▶ _Görev listesi_
- 1) Yorgunluk üzerine metinde "makalesinde Murathan Mungan’ı" sözlerinden aşağıya, "aslında vatan yorgunuyum!" sözlerine kadar her şeyi kelimesi kelimesine yeniden yaz.
- 2) Yorgunluk üzerine metni iki cümleyle özetle.

==== Seçilen metin

Tek Adamİktidarı Hepimizi Yordu

Değerli araştırmacı Osman Aydoğan’ın ‘Herkes ve Birkaç Kişi’ başlıklı (20 Ağustos 2021-Şehriyar)
makalesinde Murathan Mungan’ı anlatırken şu tespitini de aktarır:
"Şu memlekette yaşayıp da yorgun olmamak mümkün mü? Beden yorgunluğu dediğinden ne olacak,
iki-üç dinlenmeyle geçer, ama ben aslında vatan yorgunuyum!

Ruh yorgunuyum, gönül yorgunuyum, hayat yorgunuyum; öğrenmek, bilmek, anlamak, anlamamış
gibi yapmak, düşünmek, hissetmek, tanımak, tanık olmak, katlanmak, anlayış göstermek, görmezden
gelmek, üzerinde durmamak, idare etmek, üzülmemiş görünmek, alışmak, alışamamak, sabretmek,
katlanmak, beklemek yorgunuyum.

========
==== Verilen satırlar

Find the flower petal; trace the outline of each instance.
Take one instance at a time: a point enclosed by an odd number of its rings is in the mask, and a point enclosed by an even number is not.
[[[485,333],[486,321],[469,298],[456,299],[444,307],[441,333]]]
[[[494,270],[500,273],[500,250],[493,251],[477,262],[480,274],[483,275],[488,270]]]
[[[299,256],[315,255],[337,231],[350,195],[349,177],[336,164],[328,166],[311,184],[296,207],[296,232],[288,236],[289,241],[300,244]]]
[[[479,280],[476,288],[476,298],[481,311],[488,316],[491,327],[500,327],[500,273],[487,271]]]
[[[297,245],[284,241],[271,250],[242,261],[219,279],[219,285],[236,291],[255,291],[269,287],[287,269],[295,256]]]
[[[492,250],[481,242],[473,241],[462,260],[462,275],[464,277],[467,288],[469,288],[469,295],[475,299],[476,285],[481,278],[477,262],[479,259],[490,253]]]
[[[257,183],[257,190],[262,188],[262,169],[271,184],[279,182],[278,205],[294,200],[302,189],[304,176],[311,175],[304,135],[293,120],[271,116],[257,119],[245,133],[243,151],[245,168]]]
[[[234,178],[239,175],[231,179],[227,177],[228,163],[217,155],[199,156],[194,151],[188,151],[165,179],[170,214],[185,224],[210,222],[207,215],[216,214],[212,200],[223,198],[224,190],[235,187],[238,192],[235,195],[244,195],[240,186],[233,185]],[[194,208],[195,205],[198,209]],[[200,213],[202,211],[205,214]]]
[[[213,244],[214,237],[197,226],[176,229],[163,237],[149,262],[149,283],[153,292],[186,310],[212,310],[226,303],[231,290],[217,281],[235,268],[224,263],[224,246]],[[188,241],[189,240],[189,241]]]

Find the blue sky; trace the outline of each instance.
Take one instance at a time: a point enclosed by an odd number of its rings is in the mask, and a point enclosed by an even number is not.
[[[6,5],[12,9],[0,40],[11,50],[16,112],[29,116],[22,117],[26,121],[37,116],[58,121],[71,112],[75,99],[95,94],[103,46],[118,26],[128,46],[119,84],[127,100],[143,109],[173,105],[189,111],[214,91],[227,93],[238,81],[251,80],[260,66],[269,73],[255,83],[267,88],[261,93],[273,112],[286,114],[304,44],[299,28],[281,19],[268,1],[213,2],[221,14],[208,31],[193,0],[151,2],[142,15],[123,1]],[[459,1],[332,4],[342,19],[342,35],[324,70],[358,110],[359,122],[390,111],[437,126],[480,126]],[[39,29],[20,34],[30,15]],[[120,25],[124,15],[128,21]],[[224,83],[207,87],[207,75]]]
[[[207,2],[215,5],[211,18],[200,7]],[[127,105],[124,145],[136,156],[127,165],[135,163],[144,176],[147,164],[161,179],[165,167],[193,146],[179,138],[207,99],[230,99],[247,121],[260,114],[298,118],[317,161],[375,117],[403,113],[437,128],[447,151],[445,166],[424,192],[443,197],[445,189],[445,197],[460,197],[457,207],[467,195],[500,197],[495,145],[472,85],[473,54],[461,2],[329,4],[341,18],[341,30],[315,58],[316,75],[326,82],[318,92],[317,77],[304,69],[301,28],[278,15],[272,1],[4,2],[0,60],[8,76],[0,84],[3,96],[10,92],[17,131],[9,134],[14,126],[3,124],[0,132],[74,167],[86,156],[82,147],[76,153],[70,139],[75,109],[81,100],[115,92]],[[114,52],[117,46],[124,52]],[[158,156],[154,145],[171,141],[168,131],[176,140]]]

========

▶ _Görevlere göre yanıtlar_
- 1)
makalesinde Murathan Mungan’ı anlatırken şu tespitini de aktarır:
"Şu memlekette yaşayıp da yorgun olmamak mümkün mü? Beden yorgunluğu dediğinden ne olacak,
iki-üç dinlenmeyle geçer, ama ben aslında vatan yorgunuyum!

- 2) Osman Aydoğan, 20 Ağustos 2021 tarihli "Herkes ve Birkaç Kişi" başlıklı makalesinde Murathan Mungan'ı anlatırken, bu memlekette yaşayıp yorgun olmamanın mümkün olmadığını söyleyen bir tespiti aktarır. Alıntıya göre beden yorgunluğu birkaç dinlenmeyle geçer, ama asıl yorgunluk vatan, ruh, gönül ve hayat yorgunluğudur; öğrenmek, katlanmak, sabretmek, beklemek gibi pek çok şeyden de yorgun düşülmüştür.